» **TASK REQUIREMENTS**
1 – In the blog post, translate this sentence into Spanish: "I found this old craft book on how to make little dolls out of nylon stockings."
2 – Answer these questions using the blog post:
(a) Why did the writer end up in the ER the day before Christmas Eve a couple of years earlier?
(b) Which activity does the writer plan to take up again as a New Year's resolution?
(c) About how much did the pair of nylons from Walmart cost?

» **READING PASSAGE**
It’s not a surprise that I inevitably get sick during the holidays. I was sick last year, but dragged my poor body to luncheons and to help out friends at a craft fair. And a couple of years before that I ended up in the ER room the day before Christmas Eve for high blood pressure. So this year I decided to listen to the universe…to take it easy…to just say ‘no’ (thank you). I tried to be true to myself, postponing one lunch invitation until next year and opting out on craft fair duty.
Guess what? I feel sick today. Why? Oh, just look at the pics below on what I’ve been crazily spending time on. My New Year’s resolution for next year is to take up Yoga again…hopefully it will help me to breathe … slowly….to relax my eyes…my face…my arms…my legs…my thoughts…. Oh, and another resolution is to take a trip on Christmas and forget all the holiday nonsense! ( I wish..like that’s ever going to happen)
Hey All...Don’t miss the Nylon Stocking Snowman Ornament tutorial at the end.
Looking for A Place
... to cater food from. Is it only in Hawaii that you see a dish for Pork with Blood on the catering menu??!?? I tried a blood dish once and as the saying goes, “once is enough!”
A Swinging Monkey Birthday Card
…. for my sweetie nephew, George Allen
A Welcome Baby Card
… for my niece, Kira, who is expecting her first baby any day now
Kawaii Christmas Party Favors
…. for a luncheon with old friends
Nylon Stocking Snowman Ornament
I found this old craft book on how to make little dolls out of nylon stockings. I wasted an entire stocking following the instructions. Oh but I did not want to give up so easily, so I decided on a simple snowman using a simple method.
I’m delighted with my snowman! He is such a darling who keeps me company in my craft room.
Nylon Stocking Snowman Ornament Tutorial
- Any light colored sheer nylons (except for support nylons); used nylons works too. I bought a pair from Walmart for about $4 and another pair from Macy’s for about $6. I found the cheaper nylon to have more elasticity and was easier to work with and had no problems with runs. I easily ruined the nylons from Macy’s which seemed to easily run so I suggest using less expensive nylons which is a good thing to do for the first time anyway. Note: Make sure your hands are smooth and no hang nails please! Go gently as you work with the nylons to avoid runs.

» **ENTRIES PROVIDED**
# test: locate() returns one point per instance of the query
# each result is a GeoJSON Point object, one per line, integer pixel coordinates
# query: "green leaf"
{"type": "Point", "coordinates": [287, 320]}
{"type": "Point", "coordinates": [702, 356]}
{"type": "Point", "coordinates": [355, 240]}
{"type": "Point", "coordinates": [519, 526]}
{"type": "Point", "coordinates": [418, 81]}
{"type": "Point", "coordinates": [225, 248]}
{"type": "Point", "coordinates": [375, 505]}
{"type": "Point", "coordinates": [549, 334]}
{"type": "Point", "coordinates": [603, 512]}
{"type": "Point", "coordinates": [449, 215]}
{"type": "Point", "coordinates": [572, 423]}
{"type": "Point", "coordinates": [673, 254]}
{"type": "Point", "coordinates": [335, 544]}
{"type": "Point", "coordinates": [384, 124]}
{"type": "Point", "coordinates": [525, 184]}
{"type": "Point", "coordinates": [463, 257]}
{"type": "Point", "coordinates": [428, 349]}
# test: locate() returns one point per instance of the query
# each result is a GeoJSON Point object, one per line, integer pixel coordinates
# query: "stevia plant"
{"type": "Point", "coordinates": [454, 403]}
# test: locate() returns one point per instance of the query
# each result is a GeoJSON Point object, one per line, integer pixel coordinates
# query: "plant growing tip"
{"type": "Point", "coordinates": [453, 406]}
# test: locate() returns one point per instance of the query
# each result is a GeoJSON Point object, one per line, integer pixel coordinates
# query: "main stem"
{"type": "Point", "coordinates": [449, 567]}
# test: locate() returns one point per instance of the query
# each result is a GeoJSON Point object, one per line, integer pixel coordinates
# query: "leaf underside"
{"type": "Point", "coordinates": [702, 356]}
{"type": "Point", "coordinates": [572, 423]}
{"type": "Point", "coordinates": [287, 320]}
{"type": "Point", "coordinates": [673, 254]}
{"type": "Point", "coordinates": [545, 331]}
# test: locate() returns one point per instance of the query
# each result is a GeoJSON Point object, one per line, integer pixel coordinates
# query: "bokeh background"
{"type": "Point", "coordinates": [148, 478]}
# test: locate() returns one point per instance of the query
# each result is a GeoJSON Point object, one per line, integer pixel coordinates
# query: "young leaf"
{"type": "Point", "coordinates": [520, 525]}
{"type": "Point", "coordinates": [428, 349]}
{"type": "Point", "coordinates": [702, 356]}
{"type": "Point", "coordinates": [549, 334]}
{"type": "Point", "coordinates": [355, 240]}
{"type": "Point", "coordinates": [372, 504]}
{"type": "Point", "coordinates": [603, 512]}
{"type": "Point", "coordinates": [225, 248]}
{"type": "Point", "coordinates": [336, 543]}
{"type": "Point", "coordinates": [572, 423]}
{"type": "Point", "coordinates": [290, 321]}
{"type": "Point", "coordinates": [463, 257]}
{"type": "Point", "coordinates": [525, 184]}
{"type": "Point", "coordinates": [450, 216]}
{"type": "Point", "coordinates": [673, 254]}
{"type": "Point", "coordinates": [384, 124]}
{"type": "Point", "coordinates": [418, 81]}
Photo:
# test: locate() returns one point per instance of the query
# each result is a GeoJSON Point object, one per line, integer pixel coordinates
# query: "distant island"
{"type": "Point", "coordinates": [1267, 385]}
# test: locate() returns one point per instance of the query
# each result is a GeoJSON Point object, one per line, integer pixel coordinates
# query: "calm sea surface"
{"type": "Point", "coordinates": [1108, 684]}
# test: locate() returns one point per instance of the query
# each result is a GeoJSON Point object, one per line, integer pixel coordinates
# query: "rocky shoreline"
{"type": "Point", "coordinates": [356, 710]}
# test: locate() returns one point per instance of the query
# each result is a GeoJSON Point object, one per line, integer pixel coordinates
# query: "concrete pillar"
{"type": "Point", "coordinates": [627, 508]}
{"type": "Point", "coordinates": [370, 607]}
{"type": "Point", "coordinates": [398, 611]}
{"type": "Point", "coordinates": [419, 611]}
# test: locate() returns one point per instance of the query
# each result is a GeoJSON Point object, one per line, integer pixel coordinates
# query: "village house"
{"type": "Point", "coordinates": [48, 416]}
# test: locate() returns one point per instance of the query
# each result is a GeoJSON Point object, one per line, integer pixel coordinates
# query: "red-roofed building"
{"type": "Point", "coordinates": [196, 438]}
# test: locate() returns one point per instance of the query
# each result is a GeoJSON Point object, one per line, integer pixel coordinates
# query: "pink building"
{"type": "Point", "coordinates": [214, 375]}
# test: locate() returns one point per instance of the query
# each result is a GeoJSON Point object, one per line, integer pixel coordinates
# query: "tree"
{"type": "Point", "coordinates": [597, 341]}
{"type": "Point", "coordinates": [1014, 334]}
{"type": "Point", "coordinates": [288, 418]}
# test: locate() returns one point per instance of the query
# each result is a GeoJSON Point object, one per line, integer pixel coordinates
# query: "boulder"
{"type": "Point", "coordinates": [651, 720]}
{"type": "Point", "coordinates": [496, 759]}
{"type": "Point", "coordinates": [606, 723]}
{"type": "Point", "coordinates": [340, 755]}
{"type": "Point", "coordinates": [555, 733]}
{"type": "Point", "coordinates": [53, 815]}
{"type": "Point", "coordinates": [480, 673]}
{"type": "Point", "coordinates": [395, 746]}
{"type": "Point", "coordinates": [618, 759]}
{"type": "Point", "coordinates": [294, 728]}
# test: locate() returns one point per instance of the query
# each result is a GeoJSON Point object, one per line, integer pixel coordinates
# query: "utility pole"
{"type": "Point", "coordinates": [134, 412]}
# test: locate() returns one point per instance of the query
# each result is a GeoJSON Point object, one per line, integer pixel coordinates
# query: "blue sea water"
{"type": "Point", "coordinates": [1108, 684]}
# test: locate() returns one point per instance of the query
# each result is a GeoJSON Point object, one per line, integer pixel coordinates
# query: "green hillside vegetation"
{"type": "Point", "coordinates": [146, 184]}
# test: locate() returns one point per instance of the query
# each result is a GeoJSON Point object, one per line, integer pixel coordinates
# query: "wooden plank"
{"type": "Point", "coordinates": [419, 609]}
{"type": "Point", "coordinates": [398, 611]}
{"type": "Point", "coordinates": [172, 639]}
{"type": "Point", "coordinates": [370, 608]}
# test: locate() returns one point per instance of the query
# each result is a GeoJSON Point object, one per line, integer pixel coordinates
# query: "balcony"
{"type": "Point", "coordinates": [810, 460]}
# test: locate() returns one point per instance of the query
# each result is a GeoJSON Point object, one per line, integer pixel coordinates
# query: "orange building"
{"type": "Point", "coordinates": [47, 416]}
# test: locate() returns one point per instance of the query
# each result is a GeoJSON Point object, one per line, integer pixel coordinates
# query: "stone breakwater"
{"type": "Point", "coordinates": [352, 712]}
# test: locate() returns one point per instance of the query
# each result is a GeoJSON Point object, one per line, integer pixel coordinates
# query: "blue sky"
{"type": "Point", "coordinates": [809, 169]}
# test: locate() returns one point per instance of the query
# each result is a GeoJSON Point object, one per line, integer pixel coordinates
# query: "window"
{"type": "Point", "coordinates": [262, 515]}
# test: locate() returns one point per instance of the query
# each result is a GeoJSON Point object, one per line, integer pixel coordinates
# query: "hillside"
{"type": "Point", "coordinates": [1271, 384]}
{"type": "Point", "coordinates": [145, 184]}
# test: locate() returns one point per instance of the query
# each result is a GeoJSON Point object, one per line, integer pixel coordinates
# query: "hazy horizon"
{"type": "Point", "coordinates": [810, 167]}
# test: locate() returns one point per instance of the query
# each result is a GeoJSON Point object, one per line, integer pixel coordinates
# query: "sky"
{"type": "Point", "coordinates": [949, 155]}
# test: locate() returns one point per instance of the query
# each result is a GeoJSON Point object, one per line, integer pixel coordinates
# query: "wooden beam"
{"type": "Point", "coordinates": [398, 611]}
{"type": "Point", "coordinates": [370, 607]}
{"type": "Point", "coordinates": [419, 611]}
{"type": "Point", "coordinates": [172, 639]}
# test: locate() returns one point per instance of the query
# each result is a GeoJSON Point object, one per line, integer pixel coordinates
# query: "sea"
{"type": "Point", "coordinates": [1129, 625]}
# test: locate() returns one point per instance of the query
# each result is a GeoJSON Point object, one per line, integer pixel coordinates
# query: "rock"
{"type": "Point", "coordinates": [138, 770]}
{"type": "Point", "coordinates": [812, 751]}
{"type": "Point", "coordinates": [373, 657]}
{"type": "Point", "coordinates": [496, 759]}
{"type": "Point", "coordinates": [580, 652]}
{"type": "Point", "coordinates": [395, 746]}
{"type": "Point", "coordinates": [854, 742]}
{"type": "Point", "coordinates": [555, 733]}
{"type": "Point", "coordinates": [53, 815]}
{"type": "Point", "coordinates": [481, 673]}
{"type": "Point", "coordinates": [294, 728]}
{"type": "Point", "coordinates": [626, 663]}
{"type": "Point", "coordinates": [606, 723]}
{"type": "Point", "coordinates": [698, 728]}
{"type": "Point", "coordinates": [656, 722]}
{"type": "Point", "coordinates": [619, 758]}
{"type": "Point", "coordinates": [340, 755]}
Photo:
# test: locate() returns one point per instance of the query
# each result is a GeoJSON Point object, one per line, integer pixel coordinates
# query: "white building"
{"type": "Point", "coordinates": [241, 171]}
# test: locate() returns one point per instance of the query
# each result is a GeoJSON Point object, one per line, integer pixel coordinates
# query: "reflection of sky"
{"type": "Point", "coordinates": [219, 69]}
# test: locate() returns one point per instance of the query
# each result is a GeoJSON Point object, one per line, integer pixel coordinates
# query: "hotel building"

» **LIST OF SOLUTIONS**
1 – Encontré este viejo libro de manualidades sobre cómo hacer muñequitas con medias de nailon.

2 –
(a) High blood pressure.
(b) Yoga.
(c) About $4.